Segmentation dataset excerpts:
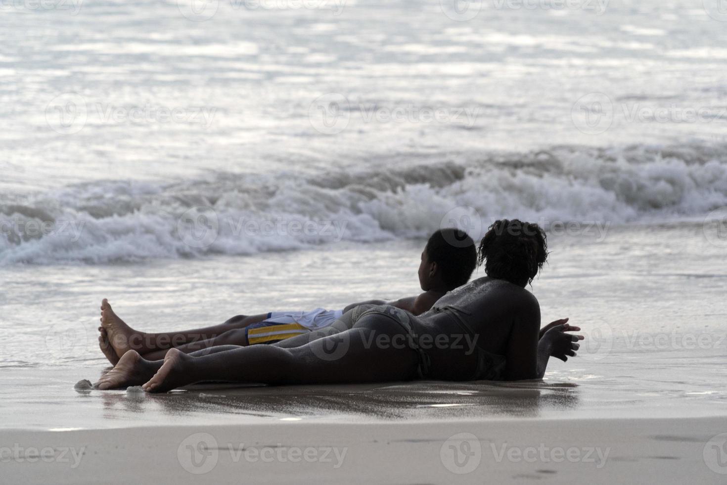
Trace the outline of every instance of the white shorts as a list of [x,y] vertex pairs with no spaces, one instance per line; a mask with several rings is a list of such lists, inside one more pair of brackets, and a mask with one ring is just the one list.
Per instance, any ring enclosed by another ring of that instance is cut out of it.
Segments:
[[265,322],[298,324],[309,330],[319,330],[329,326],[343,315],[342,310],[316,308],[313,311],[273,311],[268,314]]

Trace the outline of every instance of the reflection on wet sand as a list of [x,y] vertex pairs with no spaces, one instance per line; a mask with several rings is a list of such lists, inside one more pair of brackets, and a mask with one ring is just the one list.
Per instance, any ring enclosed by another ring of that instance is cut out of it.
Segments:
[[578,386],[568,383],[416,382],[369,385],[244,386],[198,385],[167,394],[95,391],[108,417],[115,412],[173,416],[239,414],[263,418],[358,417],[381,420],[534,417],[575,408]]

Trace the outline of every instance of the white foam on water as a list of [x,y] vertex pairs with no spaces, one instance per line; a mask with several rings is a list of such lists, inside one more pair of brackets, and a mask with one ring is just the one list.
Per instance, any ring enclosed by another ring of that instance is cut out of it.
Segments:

**What is being asked**
Rewrite the material above with "vertex pairs" renamed to "coordinate pairs" throughout and nothing else altered. Leave the pictures out.

**Final result**
Trace the outline of every instance of the white shorts as a list of [x,y] coordinate pairs with no spaces, one instance per line; a mask with several rings is a list of such lists, inside one more pair of brackets, and a mask with one ring is just the one list.
Per instance, any ring enclosed by another ring of that instance is cut out of it.
Segments:
[[265,322],[298,324],[309,330],[319,330],[329,326],[343,315],[342,310],[316,308],[313,311],[273,311],[268,314]]

Trace the outline of every instance of the reflection on wet sand as a list of [x,y] coordinate pairs with no spaces, one instance per line; a mask with several rings is a list of such lists, inside one more pair of brackets, and a mask with one ring is just the one list.
Per instance, any ring enclosed by another ring of that instance is cut out of it.
Segments:
[[578,386],[568,383],[416,382],[369,385],[244,386],[198,385],[167,394],[95,391],[108,417],[115,412],[173,416],[239,414],[263,418],[358,417],[381,420],[534,417],[575,408]]

Trace the outline of every instance of the white foam on water as a list of [x,y] coordinate pairs with no spaces, one instance per line; a mask with several rings is a list of such lists, inside one more pair of brackets, and a mask with one ring is just the one list.
Per instance, any ring enclosed by another ring of that instance is cut out of it.
Segments:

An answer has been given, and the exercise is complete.